**Short problem**
Reproduce each of the following entries word for word, line by line, with nothing changed.

**Material to process**

◆ ◆ ◆ ◆ ◆ ◆ ◆

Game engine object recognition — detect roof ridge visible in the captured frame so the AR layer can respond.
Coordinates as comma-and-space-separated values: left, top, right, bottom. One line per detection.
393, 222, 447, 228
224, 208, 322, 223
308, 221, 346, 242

◆ ◆ ◆ ◆ ◆ ◆ ◆

**Exercise response**
Game engine object recognition — detect roof ridge visible in the captured frame so the AR layer can respond.
Coordinates as comma-and-space-separated values: left, top, right, bottom. One line per detection.
393, 222, 447, 228
224, 208, 322, 223
308, 221, 346, 242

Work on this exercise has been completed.